> [GIVEN TEXT]:

Industrial Recession Now Inevitable As Manufacturing ISM Worst In Six Years

Tyler Durden's picture

Following China's disappointing drop in Manufacturing PMI overnight, this morning started off poorly with Canada's PMI crashing to its lowest reading since records began at 47.5. Then US Manufacturing PMI tumbled to 51.2 - its lowest print since October 2012 (with US factory orders collapsing to weakest since 2009). But The ISM Manufacturing crashed to 48.2 (deep in contraction) - the weakest level since June 2009, with employment bumping along at its lowest level since September 2009 and imports (reflecting domestic demand perhaps) crashed to levels only seen twice in 20 years.

The manufacturing recession is now inevitable: the only question is when and how it will spread to the service sector and be recognized by the NBER:

Charts: Bloonberg


Under the surface it was ugly:


And even ISM's Holcomb can't spin this positively:


Imports have utterly collapsed...


And while New orders "rose" on a seasonally-adjusted magical basis, the uadjusted series plunged to the lowest in over two years.


What the ever gloomier respondents are saying:

  • "Low oil prices are negatively impacting oil and gas exploration activities. Low oil prices are generally positive for the petrochemical industry." (Petroleum & Coal Products)
  • "Month-over-month sales were down, profitability up." (Chemical Products)
  • "December revenue is flat compared to last month." (Computer & Electronic Products)
  • "Still very slow due to oil prices." (Fabricated Metal Products)
  • "Deflation in many commodities is helping with product savings. Sales are strong with a backlog." (Transportation Equipment)
  • "Targeting reduced inventories for raw materials by year-end." (Textile Mills)
  • "Sales have dropped and continue to be soft. This is resulting in [a] reduction in workforce and furloughs." (Apparel, Leather & Allied Products)
  • "Medical device business continues to be strong, both in the U.S. and abroad." (Miscellaneous Manufacturing)
  • "Business is going well. Low fuel prices keep full size SUV and truck sales at high volumes." (Plastics & Rubber Products)

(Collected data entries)
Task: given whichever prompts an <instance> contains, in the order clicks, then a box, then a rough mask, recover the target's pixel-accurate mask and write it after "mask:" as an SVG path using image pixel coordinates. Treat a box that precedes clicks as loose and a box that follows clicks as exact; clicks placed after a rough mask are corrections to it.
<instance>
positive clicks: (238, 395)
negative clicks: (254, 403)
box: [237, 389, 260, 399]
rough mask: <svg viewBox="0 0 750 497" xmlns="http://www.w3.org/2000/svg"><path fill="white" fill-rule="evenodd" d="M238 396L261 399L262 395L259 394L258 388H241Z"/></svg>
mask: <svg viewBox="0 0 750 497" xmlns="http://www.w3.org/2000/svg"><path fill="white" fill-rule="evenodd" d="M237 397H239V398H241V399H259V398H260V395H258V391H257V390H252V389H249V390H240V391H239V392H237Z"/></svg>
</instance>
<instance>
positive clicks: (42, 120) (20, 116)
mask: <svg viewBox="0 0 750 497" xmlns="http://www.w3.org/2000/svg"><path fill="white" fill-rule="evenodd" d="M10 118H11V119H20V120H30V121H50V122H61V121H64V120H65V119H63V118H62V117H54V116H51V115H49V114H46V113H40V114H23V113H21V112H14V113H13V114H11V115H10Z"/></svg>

> [EXERCISE A]:
Can you rewrite the ISM manufacturing article starting with "Imports have utterly" and going on through "(Fabricated Metal Products)", renaming every "oil prices" as "crude prices"?
> [EXERCISE B]:
What index readings does the ISM manufacturing article report, and which index does each belong to?

> [REPLY A]:
Imports have utterly collapsed...


And while New orders "rose" on a seasonally-adjusted magical basis, the uadjusted series plunged to the lowest in over two years.


What the ever gloomier respondents are saying:

  • "Low crude prices are negatively impacting oil and gas exploration activities. Low crude prices are generally positive for the petrochemical industry." (Petroleum & Coal Products)
  • "Month-over-month sales were down, profitability up." (Chemical Products)
  • "December revenue is flat compared to last month." (Computer & Electronic Products)
  • "Still very slow due to crude prices." (Fabricated Metal Products)

> [REPLY B]:
- Canada's PMI: 47.5
- US Manufacturing PMI: 51.2
- ISM Manufacturing: 48.2